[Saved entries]
+ + + +
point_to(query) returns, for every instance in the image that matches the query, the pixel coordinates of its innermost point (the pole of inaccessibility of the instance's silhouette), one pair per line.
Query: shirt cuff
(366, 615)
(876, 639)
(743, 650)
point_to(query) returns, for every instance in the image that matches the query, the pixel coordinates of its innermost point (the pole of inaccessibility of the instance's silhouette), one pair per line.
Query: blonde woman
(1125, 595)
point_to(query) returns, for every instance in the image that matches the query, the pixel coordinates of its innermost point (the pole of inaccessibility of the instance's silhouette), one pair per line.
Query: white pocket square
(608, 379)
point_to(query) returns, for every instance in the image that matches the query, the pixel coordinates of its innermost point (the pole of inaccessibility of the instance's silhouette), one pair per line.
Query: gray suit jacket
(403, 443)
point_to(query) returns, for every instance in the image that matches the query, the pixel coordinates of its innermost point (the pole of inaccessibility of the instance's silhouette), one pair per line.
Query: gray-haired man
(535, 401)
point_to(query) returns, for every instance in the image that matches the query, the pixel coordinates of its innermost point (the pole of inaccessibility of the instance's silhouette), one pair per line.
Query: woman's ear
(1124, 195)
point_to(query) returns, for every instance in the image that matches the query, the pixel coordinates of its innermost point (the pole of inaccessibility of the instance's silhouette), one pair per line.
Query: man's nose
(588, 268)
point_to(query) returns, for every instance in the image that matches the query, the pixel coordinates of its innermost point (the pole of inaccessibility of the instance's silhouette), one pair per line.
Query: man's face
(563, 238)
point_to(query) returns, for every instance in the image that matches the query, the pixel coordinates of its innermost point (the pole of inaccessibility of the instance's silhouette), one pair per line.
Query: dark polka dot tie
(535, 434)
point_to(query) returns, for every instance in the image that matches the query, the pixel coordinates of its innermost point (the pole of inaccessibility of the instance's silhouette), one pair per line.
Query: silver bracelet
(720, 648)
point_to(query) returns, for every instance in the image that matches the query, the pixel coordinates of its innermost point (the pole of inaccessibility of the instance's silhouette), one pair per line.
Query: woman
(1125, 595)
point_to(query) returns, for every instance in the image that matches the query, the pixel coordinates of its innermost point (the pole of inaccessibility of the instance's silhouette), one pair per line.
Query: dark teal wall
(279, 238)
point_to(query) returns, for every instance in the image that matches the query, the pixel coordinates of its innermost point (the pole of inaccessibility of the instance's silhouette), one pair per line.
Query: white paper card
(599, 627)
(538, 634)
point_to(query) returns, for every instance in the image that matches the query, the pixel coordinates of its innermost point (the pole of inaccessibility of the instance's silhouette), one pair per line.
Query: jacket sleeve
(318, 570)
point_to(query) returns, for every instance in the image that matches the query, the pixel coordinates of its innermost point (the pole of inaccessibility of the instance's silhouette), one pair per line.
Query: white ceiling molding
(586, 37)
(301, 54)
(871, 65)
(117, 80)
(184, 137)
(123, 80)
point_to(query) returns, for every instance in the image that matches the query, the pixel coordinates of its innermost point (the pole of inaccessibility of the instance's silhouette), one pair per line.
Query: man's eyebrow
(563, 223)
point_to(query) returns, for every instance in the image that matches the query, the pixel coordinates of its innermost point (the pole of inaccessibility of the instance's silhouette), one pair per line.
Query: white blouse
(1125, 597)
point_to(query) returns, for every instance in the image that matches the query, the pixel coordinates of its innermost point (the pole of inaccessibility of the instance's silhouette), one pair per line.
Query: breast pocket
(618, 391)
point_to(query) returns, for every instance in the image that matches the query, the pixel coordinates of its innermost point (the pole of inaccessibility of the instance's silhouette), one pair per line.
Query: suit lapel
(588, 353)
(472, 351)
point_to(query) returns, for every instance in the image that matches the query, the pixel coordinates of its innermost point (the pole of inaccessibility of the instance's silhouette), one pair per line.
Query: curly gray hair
+ + + +
EXERCISE GOAL ▸ Without omitting any record, transcribe the data exactly.

ANSWER TO THE EXERCISE ▸
point_to(query) returns, for every instance in the image that matches the query, the pixel coordinates of its innermost point (the pole of inaccessibility of the instance's silhouette), one pair per line.
Query: shirt cuff
(366, 615)
(876, 639)
(743, 650)
point_to(query) returns, for every instance in the image that matches the query, the pixel coordinates of its innermost point (the pole of inaccessibility of the instance's silhouette), one pair per line.
Query: blonde woman
(1125, 595)
point_to(query) returns, for every instance in the image that matches the query, the pixel coordinates of its innermost point (the pole of inaccessibility of the instance's silhouette), one pair per line.
Query: white pocket square
(608, 379)
point_to(query) returns, for every instance in the image that matches the query, the pixel coordinates of its innermost point (the pole of inaccessibility of the instance's silhouette), one pair per line.
Query: gray suit jacket
(403, 443)
point_to(query) returns, for every instance in the image that matches the query, the pixel coordinates of its innermost point (the pole of inaccessibility of the instance's silhouette), one pair per line.
Query: gray-haired man
(535, 401)
point_to(query) returns, for every instance in the image that matches the query, the pixel coordinates of its innermost point (the pole of inaccessibility of the instance's silhouette), one pair per line.
Query: woman's ear
(1124, 195)
point_to(query) returns, for every instance in the image that matches the query, the pixel coordinates of its innermost point (the pole of inaccessibility of the instance's silhouette), one pair per line.
Query: man's nose
(588, 268)
point_to(query) returns, for every instance in the image that matches the query, the pixel coordinates of its innermost point (the pole of inaccessibility of the instance's silhouette), one pair per line.
Query: man's face
(563, 238)
point_to(query) returns, for every instance in the image that matches the query, the pixel coordinates of its innermost point (the pole of inaccessibility of the instance's silhouette), one pair per line.
Query: dark polka dot tie
(535, 434)
point_to(query) returns, for every instance in the image that matches the query, the pixel coordinates of its innermost point (the pole of inaccessibility of the instance's silhouette), one pair per line.
Query: silver bracelet
(720, 648)
point_to(query) returns, for every instance in the image that matches the query, the pixel coordinates of its innermost point (the pole of inaccessibility of the instance's silhouette), one pair per line.
Query: woman
(1125, 595)
point_to(query) returns, for every instance in the image that matches the query, the pixel coordinates of its innermost point (the pole of inaccessibility of the instance's silhouette), one pair per line.
Query: dark teal wall
(279, 238)
point_to(query) returns, for every instance in the image that matches the query, the pixel coordinates of its innermost point (the pole of inaccessibility of the instance's silhouette), one pair per line.
Query: white paper card
(599, 627)
(538, 634)
point_to(query) returns, for every instance in the image that matches the query, the pixel coordinates of its innermost point (the pole of inaccessibility of the instance's silhouette), one pair per line.
Query: jacket sleeve
(318, 570)
point_to(query) returns, for every instance in the image that matches the query, the pixel coordinates of its innermost point (the pole of inaccessibility of the instance's silhouette), one pair per line.
Query: white ceiling molding
(586, 37)
(301, 54)
(871, 65)
(117, 80)
(184, 137)
(123, 80)
point_to(query) returns, for every instance in the image that matches the query, the pixel coordinates of its innermost point (the pole of inaccessibility of the instance's silhouette), one pair per line.
Query: man's eyebrow
(563, 223)
point_to(query) returns, for every instance in the image that matches the query, the pixel coordinates of its innermost point (the pole of inaccessibility of the instance's silhouette), one pair per line.
Query: white blouse
(1125, 597)
point_to(query) returns, for every instance in the image that matches the query, the pixel coordinates of its innermost point (the pole of inaccessibility of the instance's silhouette), one pair per line.
Query: breast pocket
(618, 391)
point_to(query) returns, for every instance in the image that matches the query, the pixel coordinates of its innermost point (the pole of inaccessibility of the instance's silhouette), one pair per line.
Query: suit lapel
(588, 353)
(472, 351)
point_to(query) returns, for every instance in the image that matches the query, the pixel coordinates of its innermost point (the pole of inaccessibility of the instance's silhouette), one pair per line.
Query: curly gray hair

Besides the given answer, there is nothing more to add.